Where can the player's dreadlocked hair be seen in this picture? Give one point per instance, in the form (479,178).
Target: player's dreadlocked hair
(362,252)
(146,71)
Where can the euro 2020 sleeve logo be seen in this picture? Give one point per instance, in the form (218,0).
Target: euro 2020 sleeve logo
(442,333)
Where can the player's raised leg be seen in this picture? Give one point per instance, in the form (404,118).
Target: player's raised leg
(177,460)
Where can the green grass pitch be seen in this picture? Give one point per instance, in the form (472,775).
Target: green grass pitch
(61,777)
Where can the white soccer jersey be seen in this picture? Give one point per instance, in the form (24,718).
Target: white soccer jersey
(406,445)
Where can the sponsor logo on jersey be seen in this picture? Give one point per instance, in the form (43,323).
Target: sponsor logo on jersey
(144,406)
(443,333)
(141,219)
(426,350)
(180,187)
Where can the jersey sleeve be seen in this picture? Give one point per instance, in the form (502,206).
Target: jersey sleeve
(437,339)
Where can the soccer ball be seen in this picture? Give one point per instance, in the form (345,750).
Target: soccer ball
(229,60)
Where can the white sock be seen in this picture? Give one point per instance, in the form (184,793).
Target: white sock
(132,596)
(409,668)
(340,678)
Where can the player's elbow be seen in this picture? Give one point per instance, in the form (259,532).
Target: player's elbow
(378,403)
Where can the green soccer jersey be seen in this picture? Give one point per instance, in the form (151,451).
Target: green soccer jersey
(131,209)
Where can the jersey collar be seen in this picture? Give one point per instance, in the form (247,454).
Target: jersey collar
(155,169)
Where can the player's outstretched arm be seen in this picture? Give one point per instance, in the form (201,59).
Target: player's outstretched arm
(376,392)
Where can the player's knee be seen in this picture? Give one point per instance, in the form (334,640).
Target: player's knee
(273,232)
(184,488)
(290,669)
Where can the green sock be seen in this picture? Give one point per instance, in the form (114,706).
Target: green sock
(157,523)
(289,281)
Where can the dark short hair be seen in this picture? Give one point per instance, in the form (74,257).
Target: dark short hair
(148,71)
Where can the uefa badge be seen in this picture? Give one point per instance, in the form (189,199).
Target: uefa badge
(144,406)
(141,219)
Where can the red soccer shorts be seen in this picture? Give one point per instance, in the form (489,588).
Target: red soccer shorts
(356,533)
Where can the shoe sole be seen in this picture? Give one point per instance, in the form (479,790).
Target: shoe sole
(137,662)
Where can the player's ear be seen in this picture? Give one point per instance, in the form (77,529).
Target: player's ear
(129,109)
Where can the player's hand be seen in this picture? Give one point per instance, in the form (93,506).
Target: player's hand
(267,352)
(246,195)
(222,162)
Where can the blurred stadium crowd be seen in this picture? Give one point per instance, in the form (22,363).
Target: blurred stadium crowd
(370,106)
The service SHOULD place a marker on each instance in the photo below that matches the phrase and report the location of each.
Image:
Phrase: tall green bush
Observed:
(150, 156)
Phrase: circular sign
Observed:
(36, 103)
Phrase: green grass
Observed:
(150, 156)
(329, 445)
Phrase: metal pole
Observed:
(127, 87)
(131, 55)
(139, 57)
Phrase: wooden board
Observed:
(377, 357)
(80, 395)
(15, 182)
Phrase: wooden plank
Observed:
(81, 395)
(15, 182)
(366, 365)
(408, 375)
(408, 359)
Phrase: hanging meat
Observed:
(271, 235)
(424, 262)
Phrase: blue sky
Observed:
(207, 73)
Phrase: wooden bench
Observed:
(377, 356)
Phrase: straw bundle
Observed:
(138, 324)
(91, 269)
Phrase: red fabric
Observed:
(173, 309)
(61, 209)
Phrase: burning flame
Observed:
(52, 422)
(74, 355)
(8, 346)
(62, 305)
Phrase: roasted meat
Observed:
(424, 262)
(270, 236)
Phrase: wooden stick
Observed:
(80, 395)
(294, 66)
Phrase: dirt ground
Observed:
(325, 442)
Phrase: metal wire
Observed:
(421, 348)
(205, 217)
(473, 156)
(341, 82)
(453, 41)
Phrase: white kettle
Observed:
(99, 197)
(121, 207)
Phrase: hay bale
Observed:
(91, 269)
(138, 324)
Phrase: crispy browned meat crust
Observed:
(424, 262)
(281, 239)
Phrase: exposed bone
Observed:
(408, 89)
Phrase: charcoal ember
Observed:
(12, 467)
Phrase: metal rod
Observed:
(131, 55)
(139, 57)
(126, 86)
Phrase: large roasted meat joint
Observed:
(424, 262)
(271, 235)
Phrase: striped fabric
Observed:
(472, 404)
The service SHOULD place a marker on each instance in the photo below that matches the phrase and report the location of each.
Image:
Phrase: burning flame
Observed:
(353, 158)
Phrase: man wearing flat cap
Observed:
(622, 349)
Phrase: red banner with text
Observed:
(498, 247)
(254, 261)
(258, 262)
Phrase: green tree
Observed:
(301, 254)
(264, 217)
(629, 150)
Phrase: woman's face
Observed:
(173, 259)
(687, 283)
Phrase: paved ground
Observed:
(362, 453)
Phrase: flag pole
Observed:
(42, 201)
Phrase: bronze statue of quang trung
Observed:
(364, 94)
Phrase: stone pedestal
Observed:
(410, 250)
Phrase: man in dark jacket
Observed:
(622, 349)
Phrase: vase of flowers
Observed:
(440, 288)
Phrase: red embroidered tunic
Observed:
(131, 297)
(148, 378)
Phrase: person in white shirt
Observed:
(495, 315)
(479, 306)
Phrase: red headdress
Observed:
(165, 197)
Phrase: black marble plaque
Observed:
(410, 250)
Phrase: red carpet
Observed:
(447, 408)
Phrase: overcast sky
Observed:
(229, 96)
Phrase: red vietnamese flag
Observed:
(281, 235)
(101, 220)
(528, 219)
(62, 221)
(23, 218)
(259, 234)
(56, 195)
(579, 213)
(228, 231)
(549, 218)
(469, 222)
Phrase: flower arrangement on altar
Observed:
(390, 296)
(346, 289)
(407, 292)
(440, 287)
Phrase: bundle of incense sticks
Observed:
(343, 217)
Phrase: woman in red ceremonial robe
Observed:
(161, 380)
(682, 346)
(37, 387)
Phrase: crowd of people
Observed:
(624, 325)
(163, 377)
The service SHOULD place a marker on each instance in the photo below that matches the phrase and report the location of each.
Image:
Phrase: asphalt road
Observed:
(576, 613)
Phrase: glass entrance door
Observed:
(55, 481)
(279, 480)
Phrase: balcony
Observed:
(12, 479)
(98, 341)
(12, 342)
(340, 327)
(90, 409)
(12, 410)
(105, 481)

__________

WRITTEN REQUEST. Please rewrite the listing above as a Markdown table with two columns, "Row" and "Line," putting one line of the listing in each row, numbering the rows in order, and leaving out blank lines.

SOLUTION TO THE PROBLEM.
| Row | Line |
|---|---|
| 1 | Where can the player's dreadlocked hair be seen in this picture? Give one point per instance, in the form (479,178). |
| 2 | Target: player's dreadlocked hair |
| 3 | (362,252) |
| 4 | (146,71) |
| 5 | Where can the euro 2020 sleeve logo be seen in this picture? Give one point per instance, in the form (218,0). |
| 6 | Target: euro 2020 sleeve logo |
| 7 | (442,333) |
| 8 | Where can the player's raised leg be seen in this picture? Give one point per instance, in the form (404,118). |
| 9 | Target: player's raised leg |
| 10 | (177,460) |
| 11 | Where can the green grass pitch be seen in this picture? Give one point per instance, in the form (472,775). |
| 12 | Target: green grass pitch |
| 13 | (61,777) |
| 14 | Where can the white soccer jersey be seen in this picture? Give one point per instance, in the form (24,718). |
| 15 | Target: white soccer jersey |
| 16 | (406,445) |
| 17 | Where can the sponsor logo on jersey be seen in this picture? Give one point per instance, in the form (43,323). |
| 18 | Target: sponsor logo on jersey |
| 19 | (144,406) |
| 20 | (443,333) |
| 21 | (141,219) |
| 22 | (426,350) |
| 23 | (180,187) |
| 24 | Where can the jersey sleeve be seen in this picture? Give one point per instance, in the form (502,206). |
| 25 | Target: jersey sleeve |
| 26 | (437,339) |
| 27 | Where can the soccer ball be seen in this picture? Give one point per instance, in the form (345,750). |
| 28 | Target: soccer ball |
| 29 | (229,60) |
| 30 | Where can the white sock be seen in this picture? Give one point per instance, in the form (184,793). |
| 31 | Target: white sock |
| 32 | (132,596) |
| 33 | (409,668) |
| 34 | (340,678) |
| 35 | Where can the player's elbow be seen in this picture? Give one point per instance, in the form (259,532). |
| 36 | Target: player's elbow |
| 37 | (378,403) |
| 38 | Where can the green soccer jersey be seen in this picture? Give one point per instance, in the form (151,451). |
| 39 | Target: green soccer jersey |
| 40 | (131,209) |
| 41 | Where can the jersey collar be seen in this picture? Give one point per instance, in the form (247,454). |
| 42 | Target: jersey collar |
| 43 | (155,169) |
| 44 | Where can the player's outstretched arm be seen in this picture? Give one point per instance, in the form (201,59). |
| 45 | Target: player's outstretched arm |
| 46 | (376,392) |
| 47 | Where can the player's knee be seen in this picture? Give one point per instance, in the form (334,640). |
| 48 | Target: player's knee |
| 49 | (273,232) |
| 50 | (184,488) |
| 51 | (290,669) |
| 52 | Where can the green sock be seen in this picture? Give one point per instance, in the form (114,706). |
| 53 | Target: green sock |
| 54 | (157,523) |
| 55 | (289,281) |
| 56 | Where can the dark short hair be seen in this picture? Give one point per instance, in the form (74,257). |
| 57 | Target: dark short hair |
| 58 | (148,71) |
| 59 | Where can the uefa badge be seen in this picture? Give one point per instance, in the form (189,199). |
| 60 | Target: uefa badge |
| 61 | (144,406) |
| 62 | (141,219) |
| 63 | Where can the red soccer shorts be seen in this picture? Give one point per instance, in the form (489,588). |
| 64 | Target: red soccer shorts |
| 65 | (356,533) |
| 66 | Where can the shoe sole be seen in this picture? Give one point per instance, in the form (479,790). |
| 67 | Target: shoe sole |
| 68 | (137,662) |
| 69 | Where can the player's ear be seen in this picture? Give one point per instance, in the form (77,529). |
| 70 | Target: player's ear |
| 71 | (129,109) |
| 72 | Where can the player's hand be seen in this picture? Give one point per instance, in the form (93,506). |
| 73 | Target: player's hand |
| 74 | (267,352) |
| 75 | (246,195) |
| 76 | (222,162) |
| 77 | Where can the blurred stadium crowd be seen in this picture? Give one point per instance, in the form (22,363). |
| 78 | Target: blurred stadium crowd |
| 79 | (370,106) |
| 80 | The service SHOULD place a marker on each instance in the photo below that matches the phrase and report the location of each. |
| 81 | Image: |
| 82 | Phrase: tall green bush |
| 83 | Observed: |
| 84 | (150, 156) |
| 85 | Phrase: circular sign |
| 86 | Observed: |
| 87 | (36, 103) |
| 88 | Phrase: green grass |
| 89 | Observed: |
| 90 | (150, 156) |
| 91 | (329, 445) |
| 92 | Phrase: metal pole |
| 93 | Observed: |
| 94 | (127, 87) |
| 95 | (131, 55) |
| 96 | (139, 57) |
| 97 | Phrase: wooden board |
| 98 | Observed: |
| 99 | (377, 357) |
| 100 | (80, 395) |
| 101 | (15, 182) |
| 102 | Phrase: wooden plank |
| 103 | Observed: |
| 104 | (81, 395) |
| 105 | (15, 182) |
| 106 | (366, 365) |
| 107 | (408, 375) |
| 108 | (408, 359) |
| 109 | Phrase: hanging meat |
| 110 | Observed: |
| 111 | (271, 235) |
| 112 | (424, 262) |
| 113 | Phrase: blue sky |
| 114 | Observed: |
| 115 | (207, 73) |
| 116 | Phrase: wooden bench |
| 117 | Observed: |
| 118 | (377, 356) |
| 119 | Phrase: straw bundle |
| 120 | Observed: |
| 121 | (138, 324) |
| 122 | (91, 269) |
| 123 | Phrase: red fabric |
| 124 | Observed: |
| 125 | (173, 309) |
| 126 | (61, 209) |
| 127 | Phrase: burning flame |
| 128 | Observed: |
| 129 | (52, 422) |
| 130 | (74, 355) |
| 131 | (8, 346) |
| 132 | (62, 305) |
| 133 | Phrase: roasted meat |
| 134 | Observed: |
| 135 | (424, 262) |
| 136 | (270, 236) |
| 137 | Phrase: wooden stick |
| 138 | Observed: |
| 139 | (80, 395) |
| 140 | (294, 66) |
| 141 | Phrase: dirt ground |
| 142 | Observed: |
| 143 | (325, 442) |
| 144 | Phrase: metal wire |
| 145 | Observed: |
| 146 | (421, 348) |
| 147 | (205, 217) |
| 148 | (473, 156) |
| 149 | (341, 82) |
| 150 | (453, 41) |
| 151 | Phrase: white kettle |
| 152 | Observed: |
| 153 | (99, 197) |
| 154 | (121, 207) |
| 155 | Phrase: hay bale |
| 156 | Observed: |
| 157 | (91, 269) |
| 158 | (138, 324) |
| 159 | Phrase: crispy browned meat crust |
| 160 | Observed: |
| 161 | (424, 262) |
| 162 | (281, 239) |
| 163 | Phrase: exposed bone |
| 164 | Observed: |
| 165 | (408, 89) |
| 166 | Phrase: charcoal ember |
| 167 | Observed: |
| 168 | (12, 467) |
| 169 | Phrase: metal rod |
| 170 | Observed: |
| 171 | (131, 55) |
| 172 | (139, 57) |
| 173 | (126, 86) |
| 174 | Phrase: large roasted meat joint |
| 175 | Observed: |
| 176 | (424, 262) |
| 177 | (271, 235) |
| 178 | Phrase: striped fabric |
| 179 | Observed: |
| 180 | (472, 404) |
| 181 | The service SHOULD place a marker on each instance in the photo below that matches the phrase and report the location of each. |
| 182 | Image: |
| 183 | Phrase: burning flame |
| 184 | Observed: |
| 185 | (353, 158) |
| 186 | Phrase: man wearing flat cap |
| 187 | Observed: |
| 188 | (622, 349) |
| 189 | Phrase: red banner with text |
| 190 | Observed: |
| 191 | (498, 247) |
| 192 | (254, 261) |
| 193 | (258, 262) |
| 194 | Phrase: green tree |
| 195 | Observed: |
| 196 | (301, 254) |
| 197 | (264, 217) |
| 198 | (629, 150) |
| 199 | Phrase: woman's face |
| 200 | Observed: |
| 201 | (173, 259) |
| 202 | (687, 283) |
| 203 | Phrase: paved ground |
| 204 | Observed: |
| 205 | (362, 453) |
| 206 | Phrase: flag pole |
| 207 | Observed: |
| 208 | (42, 201) |
| 209 | Phrase: bronze statue of quang trung |
| 210 | Observed: |
| 211 | (364, 94) |
| 212 | Phrase: stone pedestal |
| 213 | Observed: |
| 214 | (410, 250) |
| 215 | Phrase: man in dark jacket |
| 216 | Observed: |
| 217 | (622, 349) |
| 218 | Phrase: vase of flowers |
| 219 | Observed: |
| 220 | (440, 288) |
| 221 | Phrase: red embroidered tunic |
| 222 | Observed: |
| 223 | (131, 297) |
| 224 | (148, 378) |
| 225 | Phrase: person in white shirt |
| 226 | Observed: |
| 227 | (495, 315) |
| 228 | (479, 306) |
| 229 | Phrase: red headdress |
| 230 | Observed: |
| 231 | (165, 197) |
| 232 | Phrase: black marble plaque |
| 233 | Observed: |
| 234 | (410, 250) |
| 235 | Phrase: red carpet |
| 236 | Observed: |
| 237 | (447, 408) |
| 238 | Phrase: overcast sky |
| 239 | Observed: |
| 240 | (229, 96) |
| 241 | Phrase: red vietnamese flag |
| 242 | Observed: |
| 243 | (281, 235) |
| 244 | (101, 220) |
| 245 | (528, 219) |
| 246 | (62, 221) |
| 247 | (23, 218) |
| 248 | (259, 234) |
| 249 | (56, 195) |
| 250 | (579, 213) |
| 251 | (228, 231) |
| 252 | (549, 218) |
| 253 | (469, 222) |
| 254 | Phrase: flower arrangement on altar |
| 255 | Observed: |
| 256 | (390, 296) |
| 257 | (346, 289) |
| 258 | (407, 292) |
| 259 | (440, 287) |
| 260 | Phrase: bundle of incense sticks |
| 261 | Observed: |
| 262 | (343, 217) |
| 263 | Phrase: woman in red ceremonial robe |
| 264 | Observed: |
| 265 | (161, 380) |
| 266 | (682, 346) |
| 267 | (37, 387) |
| 268 | Phrase: crowd of people |
| 269 | Observed: |
| 270 | (624, 325) |
| 271 | (163, 377) |
| 272 | The service SHOULD place a marker on each instance in the photo below that matches the phrase and report the location of each. |
| 273 | Image: |
| 274 | Phrase: asphalt road |
| 275 | Observed: |
| 276 | (576, 613) |
| 277 | Phrase: glass entrance door |
| 278 | Observed: |
| 279 | (55, 481) |
| 280 | (279, 480) |
| 281 | Phrase: balcony |
| 282 | Observed: |
| 283 | (12, 479) |
| 284 | (98, 341) |
| 285 | (12, 342) |
| 286 | (340, 327) |
| 287 | (90, 409) |
| 288 | (12, 410) |
| 289 | (105, 481) |